_Work instructions_.
1. In the article about Eric Blackmon's exoneration, what made the alibi witnesses important to his argument against his trial attorney? Answer in one to three sentences.
2. According to the article about Eric Blackmon, what did Cook County prosecutors do on Wednesday?
3. Continue the article about Eric Blackmon's cleared murder conviction from its final line.

_Text shown_.
Eric Blackmon worked for nearly 20 years to clear his name in a 2002 murder case, mostly on his own and from inside prison.
Last year, Blackmon, who had represented himself throughout more than a decade of court appeals, won a new trial from the U.S. 7th Circuit Court of Appeals.
Blackmon, now 37, argued that his trial attorney failed to call alibi witnesses who could have proved he was at an Independence Day barbecue in a lot far from the fatal shooting scene.
On Wednesday, Cook County prosecutors vacated Blackmon’s conviction and dropped all charges against him.
Wearing a gray, pinstriped suit and looking every inch the lawyer he hopes one day to be, a soft-spoken Blackmon told a crowd of reporters there was more work to be done to prevent wrongful convictions.
“It’s great for me to be here, but I just think about all the other guys out there,” he said. “There’s a lot of work that still needs to be done to change the system, so that you don’t see other guys like me.”

_Provided data_.
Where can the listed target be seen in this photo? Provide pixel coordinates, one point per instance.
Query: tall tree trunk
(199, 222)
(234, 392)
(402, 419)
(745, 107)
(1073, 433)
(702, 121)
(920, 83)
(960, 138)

_Responses by task_.
1. Blackmon argued that the alibi witnesses could have proved he was at an Independence Day barbecue in a lot far from where the fatal shooting happened. His trial attorney's failure to call them was the basis of his claim.

2. They vacated Blackmon's conviction and dropped all charges against him.

3.
Blackmon was convicted in the murder of Tony Cox, a shooting that took place in broad daylight on the Fourth of July holiday. Blackmon, then 21, was arrested that September, after two eyewitnesses picked him out of a lineup as the shooter.
Blackmon, who earned a paralegal certificate while in prison, spent years collecting the names of witnesses and coordinating family members’ efforts to gather evidence on the outside.
He was not assigned an attorney until the case he had built was taken up by the 7th Circuit.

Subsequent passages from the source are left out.